-- begin Passage provided --

Field Notes: Performing Bharthari—Change and Continuity in Chhattisgarh

in Article
Published on: 13 August 2018

Preeti Bahadur Ramaswami, Mushtak Khan

Field Notes: Performing Bharthari—Change and Continuity in Chhattisgarh


Rekha Jalkshatri arrives for the recording of her performance of the epic of Raja Bharthari on a hot day in the month of March with an all-male troupe in tow. They disband from a van and proceed to change into their ‘costumes’ with a practiced air. Rekha Jalkshatri issues instructions, engages in banter with her benefactors, and applies make-up. She is ready, her troupe members with their orchestra marshal behind her in a semi-circle. The performance begins, and Rekha Jalkshatri sings without stopping for over three hours. She is a riveting performer. Her voice, rich and melodic, cascades and falls to carry every emotion in the pathos-filled tale. The performance is packed with drama—interludes of song draw out emotion, and side conversations with the Ragi comment on the narrative, provide comic relief.


When asked, Rekha Jalkshatri owned that it was she who scripted the storytelling performance, introducing songs and interpretative commentaries by the Ragi to keep audiences engaged.


Genre and Community: The Rise of Professional Individual Artists


Rekha Jalkshatri belongs to the Dhivar-Nishad community of fishermen, somewhat removed from the Jogis, Vasudev and Devar communities or the Pardhans (Gonds) who were bards traditionally. She signals the rise of professional performing artists in this region in post-Independence India, particularly since the 1960s, and with that the rise of female performers in Chhattisgarh. The transition in the performance context of oral epics in this region, previously sung by bards on occasions for communities, to now being performed by professional artists commissioned by state-owned or private agencies, has been gradual. In many ways this been a story both of renewal and loss.


In some ways this has resulted in this tale being performed across communities in recent years. The tale of Bharthari would have previously been performed mostly by the Jogi community who had a particular affinity with this story which sang of the Nath Siddha Jogis, though it is difficult to describe to what extent this tale was owned by a specific social group. The fact that Rekha Jalkshatri could perform this tale, learning it from her grandfather Mahettar Prasad who also sang and recited the tale, signifies the reach and extent to which this tale is now known and recited.

-- end Passage provided --
-- begin Data listing --

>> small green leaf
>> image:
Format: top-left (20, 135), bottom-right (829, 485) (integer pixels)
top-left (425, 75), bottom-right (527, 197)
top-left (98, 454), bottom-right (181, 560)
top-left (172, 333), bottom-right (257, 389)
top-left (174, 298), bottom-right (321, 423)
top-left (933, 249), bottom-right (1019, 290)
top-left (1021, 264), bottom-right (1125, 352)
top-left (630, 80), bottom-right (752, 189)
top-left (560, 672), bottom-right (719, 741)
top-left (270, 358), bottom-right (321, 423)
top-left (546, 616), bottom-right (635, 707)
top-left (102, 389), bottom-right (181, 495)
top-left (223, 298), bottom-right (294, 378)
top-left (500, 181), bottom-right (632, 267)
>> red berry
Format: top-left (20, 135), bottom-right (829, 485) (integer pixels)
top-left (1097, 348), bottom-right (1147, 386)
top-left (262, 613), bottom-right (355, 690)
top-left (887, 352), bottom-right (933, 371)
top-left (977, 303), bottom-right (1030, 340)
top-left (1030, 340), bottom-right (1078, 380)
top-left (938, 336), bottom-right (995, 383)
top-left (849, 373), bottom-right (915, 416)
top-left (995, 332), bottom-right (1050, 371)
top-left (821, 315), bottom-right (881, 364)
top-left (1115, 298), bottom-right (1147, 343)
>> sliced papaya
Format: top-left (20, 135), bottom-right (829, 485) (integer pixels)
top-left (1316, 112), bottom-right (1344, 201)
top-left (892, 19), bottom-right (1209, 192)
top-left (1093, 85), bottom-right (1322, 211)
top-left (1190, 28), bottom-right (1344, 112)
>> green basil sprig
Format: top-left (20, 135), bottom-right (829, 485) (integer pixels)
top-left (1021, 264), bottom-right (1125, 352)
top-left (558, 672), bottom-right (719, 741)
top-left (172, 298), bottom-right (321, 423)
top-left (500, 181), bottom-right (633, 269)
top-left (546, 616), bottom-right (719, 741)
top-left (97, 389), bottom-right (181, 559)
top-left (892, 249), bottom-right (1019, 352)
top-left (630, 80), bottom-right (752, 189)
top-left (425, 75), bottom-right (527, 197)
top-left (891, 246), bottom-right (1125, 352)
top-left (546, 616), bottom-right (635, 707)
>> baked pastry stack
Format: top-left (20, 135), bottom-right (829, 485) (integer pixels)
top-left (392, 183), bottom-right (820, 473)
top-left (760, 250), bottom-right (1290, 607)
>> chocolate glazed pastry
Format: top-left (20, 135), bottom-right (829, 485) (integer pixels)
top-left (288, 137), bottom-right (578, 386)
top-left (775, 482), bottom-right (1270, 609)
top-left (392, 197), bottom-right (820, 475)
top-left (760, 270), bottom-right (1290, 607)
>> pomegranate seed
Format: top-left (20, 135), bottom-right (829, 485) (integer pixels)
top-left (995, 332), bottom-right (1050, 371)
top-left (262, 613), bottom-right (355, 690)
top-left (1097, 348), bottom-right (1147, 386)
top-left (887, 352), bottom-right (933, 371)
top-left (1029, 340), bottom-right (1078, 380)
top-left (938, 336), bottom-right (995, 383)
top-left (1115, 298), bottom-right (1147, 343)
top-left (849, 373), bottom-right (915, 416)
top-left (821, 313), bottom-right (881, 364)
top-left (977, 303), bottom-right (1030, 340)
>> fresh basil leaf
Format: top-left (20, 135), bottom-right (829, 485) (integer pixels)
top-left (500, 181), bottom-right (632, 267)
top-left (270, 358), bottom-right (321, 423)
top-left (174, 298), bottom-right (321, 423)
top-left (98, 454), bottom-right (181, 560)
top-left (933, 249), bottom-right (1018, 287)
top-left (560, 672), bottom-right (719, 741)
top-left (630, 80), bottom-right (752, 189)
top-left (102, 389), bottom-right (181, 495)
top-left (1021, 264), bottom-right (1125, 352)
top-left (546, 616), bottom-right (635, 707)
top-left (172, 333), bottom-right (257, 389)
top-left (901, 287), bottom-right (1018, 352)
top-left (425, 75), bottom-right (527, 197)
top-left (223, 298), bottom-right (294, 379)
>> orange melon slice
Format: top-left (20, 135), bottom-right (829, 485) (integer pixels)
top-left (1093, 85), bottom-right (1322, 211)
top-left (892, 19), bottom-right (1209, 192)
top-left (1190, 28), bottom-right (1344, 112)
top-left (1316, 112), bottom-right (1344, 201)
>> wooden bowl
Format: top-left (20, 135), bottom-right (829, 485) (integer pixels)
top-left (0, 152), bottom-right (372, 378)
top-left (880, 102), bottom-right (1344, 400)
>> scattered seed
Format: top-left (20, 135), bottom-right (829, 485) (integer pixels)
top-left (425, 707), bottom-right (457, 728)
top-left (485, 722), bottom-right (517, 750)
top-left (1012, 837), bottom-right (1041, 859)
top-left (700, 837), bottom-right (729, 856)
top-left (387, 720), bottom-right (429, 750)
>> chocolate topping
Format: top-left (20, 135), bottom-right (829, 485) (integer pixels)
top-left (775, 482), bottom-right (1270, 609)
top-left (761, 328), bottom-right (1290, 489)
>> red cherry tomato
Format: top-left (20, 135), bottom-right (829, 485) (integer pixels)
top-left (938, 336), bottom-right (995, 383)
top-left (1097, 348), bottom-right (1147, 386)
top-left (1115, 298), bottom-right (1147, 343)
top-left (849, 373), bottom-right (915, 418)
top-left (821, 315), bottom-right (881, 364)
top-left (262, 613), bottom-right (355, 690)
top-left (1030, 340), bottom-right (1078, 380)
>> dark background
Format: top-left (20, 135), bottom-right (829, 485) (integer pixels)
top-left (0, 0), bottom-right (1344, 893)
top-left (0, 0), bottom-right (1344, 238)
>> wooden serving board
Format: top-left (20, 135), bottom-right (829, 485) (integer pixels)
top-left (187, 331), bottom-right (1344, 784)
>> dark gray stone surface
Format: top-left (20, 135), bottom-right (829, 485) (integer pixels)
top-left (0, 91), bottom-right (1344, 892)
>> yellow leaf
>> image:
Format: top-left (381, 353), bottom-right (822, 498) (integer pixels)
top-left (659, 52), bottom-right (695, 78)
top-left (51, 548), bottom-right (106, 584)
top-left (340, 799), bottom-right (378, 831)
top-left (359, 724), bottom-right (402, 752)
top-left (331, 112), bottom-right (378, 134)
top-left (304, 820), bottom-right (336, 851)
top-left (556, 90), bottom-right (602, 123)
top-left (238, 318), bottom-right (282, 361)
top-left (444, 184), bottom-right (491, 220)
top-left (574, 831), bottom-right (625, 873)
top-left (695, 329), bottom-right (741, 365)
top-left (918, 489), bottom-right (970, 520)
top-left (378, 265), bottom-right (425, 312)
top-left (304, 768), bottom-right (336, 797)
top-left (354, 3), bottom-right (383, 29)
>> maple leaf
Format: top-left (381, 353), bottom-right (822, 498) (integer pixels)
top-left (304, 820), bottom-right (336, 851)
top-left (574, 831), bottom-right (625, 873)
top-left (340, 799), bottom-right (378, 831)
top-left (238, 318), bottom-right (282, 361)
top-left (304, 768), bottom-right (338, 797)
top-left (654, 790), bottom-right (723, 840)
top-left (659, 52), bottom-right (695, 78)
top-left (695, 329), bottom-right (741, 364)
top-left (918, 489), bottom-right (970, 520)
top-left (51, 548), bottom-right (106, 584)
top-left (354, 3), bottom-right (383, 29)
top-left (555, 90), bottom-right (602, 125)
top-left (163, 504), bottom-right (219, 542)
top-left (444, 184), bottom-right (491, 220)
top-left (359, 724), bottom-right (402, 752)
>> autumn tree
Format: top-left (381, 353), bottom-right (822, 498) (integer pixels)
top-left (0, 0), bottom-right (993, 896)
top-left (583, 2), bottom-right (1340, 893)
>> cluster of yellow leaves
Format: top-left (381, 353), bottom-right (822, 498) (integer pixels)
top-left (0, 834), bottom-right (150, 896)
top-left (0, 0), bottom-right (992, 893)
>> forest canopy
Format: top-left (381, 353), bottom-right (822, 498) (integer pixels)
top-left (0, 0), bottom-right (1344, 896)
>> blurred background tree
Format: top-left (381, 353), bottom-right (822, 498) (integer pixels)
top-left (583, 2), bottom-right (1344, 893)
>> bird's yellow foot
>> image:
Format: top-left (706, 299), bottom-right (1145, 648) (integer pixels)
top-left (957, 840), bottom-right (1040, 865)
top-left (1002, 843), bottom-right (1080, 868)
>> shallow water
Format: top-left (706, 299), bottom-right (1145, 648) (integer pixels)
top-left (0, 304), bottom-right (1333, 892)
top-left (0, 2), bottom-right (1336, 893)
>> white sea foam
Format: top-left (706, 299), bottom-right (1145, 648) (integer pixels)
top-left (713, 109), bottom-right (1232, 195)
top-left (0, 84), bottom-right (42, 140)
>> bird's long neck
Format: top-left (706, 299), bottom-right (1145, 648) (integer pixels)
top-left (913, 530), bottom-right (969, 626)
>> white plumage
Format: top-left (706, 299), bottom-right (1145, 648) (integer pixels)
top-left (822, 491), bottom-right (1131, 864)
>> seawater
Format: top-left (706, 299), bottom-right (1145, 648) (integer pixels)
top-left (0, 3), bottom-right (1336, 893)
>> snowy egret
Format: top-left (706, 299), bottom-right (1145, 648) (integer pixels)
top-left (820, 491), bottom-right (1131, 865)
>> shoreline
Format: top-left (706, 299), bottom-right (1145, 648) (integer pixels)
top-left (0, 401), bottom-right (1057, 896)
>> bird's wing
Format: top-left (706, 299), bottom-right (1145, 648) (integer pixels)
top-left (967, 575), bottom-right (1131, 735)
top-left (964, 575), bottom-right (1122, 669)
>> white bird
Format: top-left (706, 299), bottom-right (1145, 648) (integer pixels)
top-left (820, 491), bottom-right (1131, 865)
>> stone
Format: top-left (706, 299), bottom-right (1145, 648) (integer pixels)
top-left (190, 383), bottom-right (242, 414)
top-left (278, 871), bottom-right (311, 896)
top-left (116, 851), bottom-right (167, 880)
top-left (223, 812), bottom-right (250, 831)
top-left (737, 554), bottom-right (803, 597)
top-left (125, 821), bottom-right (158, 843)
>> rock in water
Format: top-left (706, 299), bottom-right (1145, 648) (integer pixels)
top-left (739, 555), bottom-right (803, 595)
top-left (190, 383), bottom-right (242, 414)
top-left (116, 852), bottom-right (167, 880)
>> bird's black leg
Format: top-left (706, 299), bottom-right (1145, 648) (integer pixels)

-- end Data listing --

- Required tasks -
**1)** Answer these questions using the Bharthari field notes:
(a) For how long does Rekha Jalkshatri sing without stopping?
(b) Which community does Rekha Jalkshatri belong to?
(c) From whom did she learn the tale of Bharthari?
**2)** Carry on the Bharthari field notes past their final sentence.

- Answers for this exercise -
**1)**
(a) Over three hours.
(b) The Dhivar-Nishad community of fishermen.
(c) Her grandfather, Mahettar Prasad.

**2)**
Oral and Literate Cultures


The epic of Bharthari was previously usually sung in fragments, a feature it shared with most other oral epics from this region. While that is still the case, the introduction of  professional performance contexts seem to have prompted attempts to piece together the entire narrative relying on textual sources. Rekha Jalkshatri claims that her grandfather took the help of   a printed version written by Babu Mahadev Prasad in Kolkata in the 1940s. He and his ragi first translated this version into Chhattisgarhi and then taught that version orally to Rekha Jalkshatri, setting off an oscillation of oral and literate sources and traditions. Did that result in a ‘sanskritization’ of the tale, or a privileging of textual sources? A comparison with other versions of this tale would enable an understanding of changes in the narrative that were brought about. Rekha Jalkshatri's account of her grandfather’s re-scripting of the tale of Bharthari is, at another level, also a story of the reach and pervasiveness  of popular print culture as a media.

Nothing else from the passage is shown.